▶ _The task_
Type out every line below exactly as it reads.

▶ _Entries_
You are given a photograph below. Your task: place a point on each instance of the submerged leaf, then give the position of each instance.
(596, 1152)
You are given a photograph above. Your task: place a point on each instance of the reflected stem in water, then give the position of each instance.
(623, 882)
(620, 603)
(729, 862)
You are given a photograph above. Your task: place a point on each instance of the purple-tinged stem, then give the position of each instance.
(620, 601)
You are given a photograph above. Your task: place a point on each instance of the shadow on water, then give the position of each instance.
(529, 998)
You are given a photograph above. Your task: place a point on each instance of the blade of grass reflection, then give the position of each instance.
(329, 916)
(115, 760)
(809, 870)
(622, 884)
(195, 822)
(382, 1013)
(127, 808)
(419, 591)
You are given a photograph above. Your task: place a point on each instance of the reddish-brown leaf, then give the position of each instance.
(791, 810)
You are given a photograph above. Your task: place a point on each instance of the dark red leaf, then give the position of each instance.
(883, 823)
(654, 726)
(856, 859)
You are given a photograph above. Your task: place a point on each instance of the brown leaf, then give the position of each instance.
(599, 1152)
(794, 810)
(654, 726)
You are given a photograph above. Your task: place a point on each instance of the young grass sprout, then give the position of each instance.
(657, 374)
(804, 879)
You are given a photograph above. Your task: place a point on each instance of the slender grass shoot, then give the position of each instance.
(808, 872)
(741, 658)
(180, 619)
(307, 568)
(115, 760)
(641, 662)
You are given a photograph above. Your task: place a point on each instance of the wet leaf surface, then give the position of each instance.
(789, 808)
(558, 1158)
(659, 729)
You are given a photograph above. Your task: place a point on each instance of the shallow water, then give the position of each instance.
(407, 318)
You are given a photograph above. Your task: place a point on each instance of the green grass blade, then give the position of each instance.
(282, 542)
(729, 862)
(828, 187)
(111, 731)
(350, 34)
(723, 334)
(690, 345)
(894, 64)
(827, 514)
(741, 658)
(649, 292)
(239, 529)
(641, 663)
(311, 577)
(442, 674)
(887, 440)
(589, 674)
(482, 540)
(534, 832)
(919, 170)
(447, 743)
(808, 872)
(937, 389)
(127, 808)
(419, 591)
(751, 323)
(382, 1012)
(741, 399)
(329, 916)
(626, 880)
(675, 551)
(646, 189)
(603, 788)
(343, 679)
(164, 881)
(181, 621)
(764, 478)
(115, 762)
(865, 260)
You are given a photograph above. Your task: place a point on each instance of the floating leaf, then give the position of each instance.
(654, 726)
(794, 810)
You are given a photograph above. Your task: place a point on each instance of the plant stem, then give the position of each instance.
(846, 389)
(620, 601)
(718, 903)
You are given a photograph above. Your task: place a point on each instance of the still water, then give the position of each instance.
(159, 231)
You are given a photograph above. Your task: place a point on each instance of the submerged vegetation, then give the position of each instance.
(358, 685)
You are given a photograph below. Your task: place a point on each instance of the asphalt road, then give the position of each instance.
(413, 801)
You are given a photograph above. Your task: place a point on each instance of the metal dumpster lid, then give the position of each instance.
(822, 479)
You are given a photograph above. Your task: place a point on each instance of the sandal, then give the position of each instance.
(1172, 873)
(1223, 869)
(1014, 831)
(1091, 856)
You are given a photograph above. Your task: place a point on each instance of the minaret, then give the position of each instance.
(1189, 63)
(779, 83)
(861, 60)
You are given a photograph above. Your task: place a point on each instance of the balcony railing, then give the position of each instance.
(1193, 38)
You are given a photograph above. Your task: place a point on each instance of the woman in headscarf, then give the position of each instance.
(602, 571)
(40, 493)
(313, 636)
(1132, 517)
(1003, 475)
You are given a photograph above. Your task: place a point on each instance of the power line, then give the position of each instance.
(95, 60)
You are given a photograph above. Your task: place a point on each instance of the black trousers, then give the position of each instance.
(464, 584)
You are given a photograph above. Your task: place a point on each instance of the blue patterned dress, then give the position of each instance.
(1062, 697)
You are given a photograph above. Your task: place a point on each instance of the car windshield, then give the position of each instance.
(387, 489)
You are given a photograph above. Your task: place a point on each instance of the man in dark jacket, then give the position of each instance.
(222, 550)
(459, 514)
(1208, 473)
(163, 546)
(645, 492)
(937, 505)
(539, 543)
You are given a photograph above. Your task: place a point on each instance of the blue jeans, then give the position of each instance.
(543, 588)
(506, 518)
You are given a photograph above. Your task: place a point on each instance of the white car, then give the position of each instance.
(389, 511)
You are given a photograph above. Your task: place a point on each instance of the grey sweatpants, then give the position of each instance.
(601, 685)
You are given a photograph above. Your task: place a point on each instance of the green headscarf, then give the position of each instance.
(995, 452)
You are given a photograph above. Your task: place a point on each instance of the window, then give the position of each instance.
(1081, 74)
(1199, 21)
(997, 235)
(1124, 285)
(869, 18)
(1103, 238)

▶ _Output of the exercise_
You are given a photograph below. Your task: place a point on each instance of the submerged leaf, then give the position of each instance.
(596, 1152)
You are given a photograph above. Your task: place a point on each instance of the reflected stem in water, then give the position of each instance.
(623, 882)
(620, 603)
(729, 862)
You are given a photograph above. Your task: place a point on each instance of the purple-tinged stem, then give the position of each instance.
(620, 601)
You are given a photograph above. Your task: place a point on each instance of the shadow on water, then give the position of each instance.
(529, 998)
You are given a photograph above. Your task: place a point on each instance of the blade of grass reflection, then give the position of each instance.
(329, 916)
(115, 760)
(809, 870)
(622, 884)
(195, 822)
(382, 1013)
(127, 808)
(419, 591)
You are given a photograph above. Your task: place a point on each instance of the reddish-brown leaf, then give the position of each instance.
(791, 810)
You are given a photograph above. Your task: place a point on each instance of the dark red leaf, then give the position of each instance.
(883, 823)
(654, 726)
(856, 859)
You are given a photograph above. Your task: place a point on each instance of the brown leaf, then give the position of each instance.
(599, 1152)
(794, 810)
(654, 726)
You are given a photograph above. Your task: place a point on each instance of the young grass sprout, then give the position of each instance.
(657, 374)
(804, 879)
You are given a photograph above. Your task: place a point on each instance of the slender grass shoot, then give the position of each instance.
(808, 872)
(741, 658)
(180, 619)
(307, 568)
(115, 760)
(641, 662)
You are given a photograph above. Your task: place a point on each instance of the wet leaf surface, then give the position of each instance.
(789, 808)
(558, 1158)
(659, 729)
You are given a photograph above. Your task: place a point on each instance of the shallow water, then give the position of each instance.
(407, 318)
You are given a photograph above. Your task: place a point on each instance of the green grass blade, then give the position of each instance.
(282, 542)
(729, 862)
(828, 187)
(111, 731)
(350, 34)
(723, 334)
(690, 345)
(894, 64)
(827, 514)
(741, 658)
(649, 292)
(239, 529)
(641, 663)
(311, 577)
(442, 674)
(887, 440)
(589, 674)
(482, 540)
(534, 832)
(919, 170)
(447, 743)
(808, 872)
(937, 389)
(127, 808)
(419, 591)
(751, 323)
(382, 1012)
(741, 399)
(329, 916)
(626, 880)
(675, 551)
(646, 189)
(603, 788)
(343, 679)
(164, 881)
(181, 621)
(764, 478)
(115, 762)
(865, 260)
You are given a photograph above. Your task: place a point on each instance of the floating leaf, then give the position of each instance.
(654, 726)
(794, 810)
You are given a photograph above. Your task: place a point on each instance of the plant stem, then give the position of each instance.
(846, 389)
(620, 601)
(718, 903)
You are given a photograph above. Your task: place a point on each instance of the still water, then give the position of each instance.
(159, 231)
You are given a photograph above. Your task: place a point on each instance of the submerged vegetation, then give the position of each instance.
(358, 685)
You are given a photograph below. Your task: place a point on each instance of the asphalt road, then give the position of each instance.
(413, 801)
You are given a photograph above. Your task: place a point on each instance of the metal dumpster lid, then give the position of each instance.
(822, 479)
You are given a photograph above. Your task: place a point on each instance of the sandal, then give the position of each instance.
(1172, 873)
(1223, 869)
(1014, 831)
(1091, 856)
You are given a photograph above. Your task: place a point on each instance of the minaret, then give the position of each instance.
(1189, 63)
(779, 83)
(861, 60)
You are given a photograph above. Your task: place a point on each instance of the balcony railing, then give the position of each instance.
(1193, 38)
You are given a photograph above. Your task: place a point on each instance of the woman in headscarf, then give the position of each instance.
(602, 571)
(40, 493)
(313, 636)
(1132, 517)
(1003, 475)
You are given a photograph above. Your task: place a point on each instance of the power line, then give the position of each instance.
(95, 60)
You are given a photograph above. Your task: place a point on each instance of the black trousers, then give the position of each instance.
(464, 584)
You are given a photograph above. Your task: place a point on each instance of the blue patterned dress, then give the position of each instance.
(1062, 697)
You are given a photograph above. Your task: place a point on each instance of the car windshield, then give the position of each instance.
(387, 489)
You are given a photograph above. Your task: place a point on each instance of the man in dark jacket, then give the position of each instance.
(222, 550)
(459, 514)
(1208, 473)
(163, 546)
(645, 492)
(937, 505)
(539, 543)
You are given a photograph above. Your task: place a point on each instance of the blue jeans, then give the position of each instance.
(543, 588)
(506, 518)
You are given a photograph above. Your task: place a point on each instance of the white car, then give the position of each instance.
(389, 511)
You are given a photograph above. Your task: place a point on each instance of the grey sweatpants, then give the position of each instance.
(601, 685)
You are given a photograph above. Your task: place a point on each instance of the green headscarf, then give the position of each instance.
(995, 452)
You are given a photograph above. Your task: place a point on each instance of the window, then give the position of each instance.
(1081, 74)
(1199, 21)
(997, 235)
(1124, 285)
(869, 18)
(1103, 238)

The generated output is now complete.